*Text*

----------------

Eine Therapie soll Pädophilen helfen, mit ihrer Sexualität umzugehen. Das oberste Ziel dabei ist Delikte zu verhindern. (Bild: Keystone)

Was muss passieren, dass aus Pädophilen keine Täter werden?

Monika Egli-Alge: Man muss unterscheiden zwischen sexuellen Handlungen mit Kindern und dem Konsum von Kinderpornografie. Das sind unterschiedliche Delikte und unterschiedliche Tätergruppen.

Inwiefern?

Wer Kinderpornografie konsumiert, muss nicht pädophil sein. Es kann sich auch um eine Dosissteigerung handeln: Jemand schaut viele Pornos und braucht immer härtere Bilder. Irgendwann landet er bei solchen mit Kindern. Aber auch bei den Tätern, die sexuelle Handlungen mit Kindern begehen, ist über die Hälfte nicht pädophil. Für sie geht es um Ersatzhandlungen, meistens um Macht. Pädophile hingegen haben ihre sexuelle Präferenz auf den kindlichen Körper ausgerichtet.

----------------

*Erfasste Daten*

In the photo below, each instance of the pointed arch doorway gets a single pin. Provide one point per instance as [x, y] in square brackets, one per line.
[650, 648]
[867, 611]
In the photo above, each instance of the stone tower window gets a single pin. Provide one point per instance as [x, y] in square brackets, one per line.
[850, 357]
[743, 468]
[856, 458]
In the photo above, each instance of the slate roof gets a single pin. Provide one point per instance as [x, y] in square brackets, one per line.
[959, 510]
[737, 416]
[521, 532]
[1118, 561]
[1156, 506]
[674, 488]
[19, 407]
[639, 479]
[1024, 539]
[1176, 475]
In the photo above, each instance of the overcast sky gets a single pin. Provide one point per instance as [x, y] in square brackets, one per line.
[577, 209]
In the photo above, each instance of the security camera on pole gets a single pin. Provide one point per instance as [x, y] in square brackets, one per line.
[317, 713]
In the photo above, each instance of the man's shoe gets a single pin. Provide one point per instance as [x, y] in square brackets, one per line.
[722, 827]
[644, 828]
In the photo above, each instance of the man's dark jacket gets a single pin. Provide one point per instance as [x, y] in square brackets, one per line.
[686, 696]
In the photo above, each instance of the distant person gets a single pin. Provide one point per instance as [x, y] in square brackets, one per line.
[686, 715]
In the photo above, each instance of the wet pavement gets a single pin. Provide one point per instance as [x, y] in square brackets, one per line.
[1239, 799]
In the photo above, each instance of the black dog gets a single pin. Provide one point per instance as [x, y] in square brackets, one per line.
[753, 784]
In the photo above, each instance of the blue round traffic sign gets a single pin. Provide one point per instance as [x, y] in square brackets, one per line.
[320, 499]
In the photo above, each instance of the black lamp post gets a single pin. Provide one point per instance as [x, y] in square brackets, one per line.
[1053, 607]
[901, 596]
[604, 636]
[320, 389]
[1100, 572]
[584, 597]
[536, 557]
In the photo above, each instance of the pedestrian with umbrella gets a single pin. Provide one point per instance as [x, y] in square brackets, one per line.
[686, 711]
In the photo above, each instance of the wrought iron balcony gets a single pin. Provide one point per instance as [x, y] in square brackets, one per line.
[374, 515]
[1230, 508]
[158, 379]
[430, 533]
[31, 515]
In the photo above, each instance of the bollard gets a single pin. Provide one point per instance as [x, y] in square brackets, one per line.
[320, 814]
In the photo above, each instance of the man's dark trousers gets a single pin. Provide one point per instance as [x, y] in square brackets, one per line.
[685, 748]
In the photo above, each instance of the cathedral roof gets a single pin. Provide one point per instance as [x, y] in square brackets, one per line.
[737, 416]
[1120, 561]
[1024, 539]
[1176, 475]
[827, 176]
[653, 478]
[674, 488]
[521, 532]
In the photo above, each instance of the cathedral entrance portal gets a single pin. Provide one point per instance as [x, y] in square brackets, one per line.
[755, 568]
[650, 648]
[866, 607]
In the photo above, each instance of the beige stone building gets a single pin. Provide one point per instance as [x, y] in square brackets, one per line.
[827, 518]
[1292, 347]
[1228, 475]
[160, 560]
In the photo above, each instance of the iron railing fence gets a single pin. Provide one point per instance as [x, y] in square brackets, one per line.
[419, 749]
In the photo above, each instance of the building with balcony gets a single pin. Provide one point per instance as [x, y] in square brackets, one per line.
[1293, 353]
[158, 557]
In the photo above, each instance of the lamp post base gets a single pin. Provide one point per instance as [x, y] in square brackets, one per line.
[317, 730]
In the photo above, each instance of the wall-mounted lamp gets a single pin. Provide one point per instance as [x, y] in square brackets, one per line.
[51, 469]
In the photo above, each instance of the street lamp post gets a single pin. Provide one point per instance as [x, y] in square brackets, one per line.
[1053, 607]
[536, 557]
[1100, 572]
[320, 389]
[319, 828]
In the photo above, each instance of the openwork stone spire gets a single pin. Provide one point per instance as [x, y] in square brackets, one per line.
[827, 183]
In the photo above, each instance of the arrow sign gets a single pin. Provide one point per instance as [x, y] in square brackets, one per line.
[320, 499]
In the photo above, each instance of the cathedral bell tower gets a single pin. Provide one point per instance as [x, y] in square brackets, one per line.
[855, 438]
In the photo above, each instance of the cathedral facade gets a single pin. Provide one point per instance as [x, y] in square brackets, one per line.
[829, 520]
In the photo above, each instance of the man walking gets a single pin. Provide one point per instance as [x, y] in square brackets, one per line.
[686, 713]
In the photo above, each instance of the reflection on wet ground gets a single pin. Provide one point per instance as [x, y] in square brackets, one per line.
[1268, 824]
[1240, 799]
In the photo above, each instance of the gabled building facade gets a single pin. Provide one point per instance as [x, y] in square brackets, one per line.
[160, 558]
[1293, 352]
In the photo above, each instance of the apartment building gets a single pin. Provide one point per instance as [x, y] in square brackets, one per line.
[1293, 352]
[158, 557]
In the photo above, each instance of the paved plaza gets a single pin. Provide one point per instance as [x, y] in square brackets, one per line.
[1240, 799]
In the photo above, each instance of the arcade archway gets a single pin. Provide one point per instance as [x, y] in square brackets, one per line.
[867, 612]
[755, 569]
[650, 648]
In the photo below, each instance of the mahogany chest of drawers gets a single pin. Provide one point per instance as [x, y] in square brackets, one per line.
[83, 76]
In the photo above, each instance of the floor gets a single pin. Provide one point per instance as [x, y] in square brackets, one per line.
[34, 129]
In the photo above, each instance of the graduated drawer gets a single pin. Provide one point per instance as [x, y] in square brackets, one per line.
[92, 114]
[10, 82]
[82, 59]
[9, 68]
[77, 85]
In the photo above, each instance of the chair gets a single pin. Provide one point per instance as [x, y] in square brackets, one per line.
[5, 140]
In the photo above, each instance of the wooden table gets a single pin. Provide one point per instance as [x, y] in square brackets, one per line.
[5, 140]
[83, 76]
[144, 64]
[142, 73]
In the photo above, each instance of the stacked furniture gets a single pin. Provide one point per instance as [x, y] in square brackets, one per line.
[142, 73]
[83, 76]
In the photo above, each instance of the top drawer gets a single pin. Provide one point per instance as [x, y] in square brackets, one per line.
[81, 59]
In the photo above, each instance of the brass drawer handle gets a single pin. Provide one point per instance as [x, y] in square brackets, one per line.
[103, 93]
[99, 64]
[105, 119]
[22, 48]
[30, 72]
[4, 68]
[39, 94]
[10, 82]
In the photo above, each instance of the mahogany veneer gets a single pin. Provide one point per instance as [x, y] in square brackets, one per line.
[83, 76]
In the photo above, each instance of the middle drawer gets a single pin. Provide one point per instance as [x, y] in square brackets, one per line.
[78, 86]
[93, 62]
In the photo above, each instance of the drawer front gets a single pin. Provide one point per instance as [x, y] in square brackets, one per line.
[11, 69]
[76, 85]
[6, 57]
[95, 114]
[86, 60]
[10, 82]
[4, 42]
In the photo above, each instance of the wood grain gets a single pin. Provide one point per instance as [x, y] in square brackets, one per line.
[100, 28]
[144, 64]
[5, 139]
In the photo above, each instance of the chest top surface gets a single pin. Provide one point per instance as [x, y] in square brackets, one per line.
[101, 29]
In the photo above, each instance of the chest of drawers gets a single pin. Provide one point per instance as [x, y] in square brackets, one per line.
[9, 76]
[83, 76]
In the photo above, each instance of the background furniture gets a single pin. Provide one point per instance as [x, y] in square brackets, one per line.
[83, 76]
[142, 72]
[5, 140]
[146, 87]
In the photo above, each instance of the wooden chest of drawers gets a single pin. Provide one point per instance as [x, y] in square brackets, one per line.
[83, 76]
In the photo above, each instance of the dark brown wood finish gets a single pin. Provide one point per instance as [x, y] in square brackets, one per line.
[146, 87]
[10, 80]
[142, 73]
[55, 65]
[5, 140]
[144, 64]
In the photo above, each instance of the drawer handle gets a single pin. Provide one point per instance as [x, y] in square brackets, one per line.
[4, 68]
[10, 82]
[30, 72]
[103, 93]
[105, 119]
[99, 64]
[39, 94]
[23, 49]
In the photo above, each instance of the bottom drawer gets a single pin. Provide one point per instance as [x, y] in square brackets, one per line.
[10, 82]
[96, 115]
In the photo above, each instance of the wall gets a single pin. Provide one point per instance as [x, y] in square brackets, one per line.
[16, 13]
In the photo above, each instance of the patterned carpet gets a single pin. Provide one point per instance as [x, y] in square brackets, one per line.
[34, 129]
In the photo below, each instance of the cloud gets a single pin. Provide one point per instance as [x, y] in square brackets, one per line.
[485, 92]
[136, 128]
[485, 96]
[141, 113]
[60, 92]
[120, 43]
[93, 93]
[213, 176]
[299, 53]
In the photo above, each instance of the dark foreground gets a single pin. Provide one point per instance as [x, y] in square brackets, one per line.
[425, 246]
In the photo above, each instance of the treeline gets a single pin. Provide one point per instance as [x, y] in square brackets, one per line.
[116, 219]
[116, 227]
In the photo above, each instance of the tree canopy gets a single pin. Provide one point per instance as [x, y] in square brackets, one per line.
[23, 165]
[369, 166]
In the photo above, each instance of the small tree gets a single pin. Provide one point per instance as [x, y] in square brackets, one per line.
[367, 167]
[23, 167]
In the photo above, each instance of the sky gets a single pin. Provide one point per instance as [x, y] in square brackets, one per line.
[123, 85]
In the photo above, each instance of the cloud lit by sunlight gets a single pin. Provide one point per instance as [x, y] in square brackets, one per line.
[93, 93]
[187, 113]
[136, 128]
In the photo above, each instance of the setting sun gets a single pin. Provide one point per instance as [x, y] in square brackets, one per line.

----------------

*Arbeitsauftrag*
Schreibe bitte die Stelle aus dem Text wortgetreu ab, beginnend bei "Eine Therapie soll" und endend bei "keine Täter werden?". Stütze dich ausschließlich auf den Text.

*Erledigte Aufgabe*
Eine Therapie soll Pädophilen helfen, mit ihrer Sexualität umzugehen. Das oberste Ziel dabei ist Delikte zu verhindern. (Bild: Keystone)

Was muss passieren, dass aus Pädophilen keine Täter werden?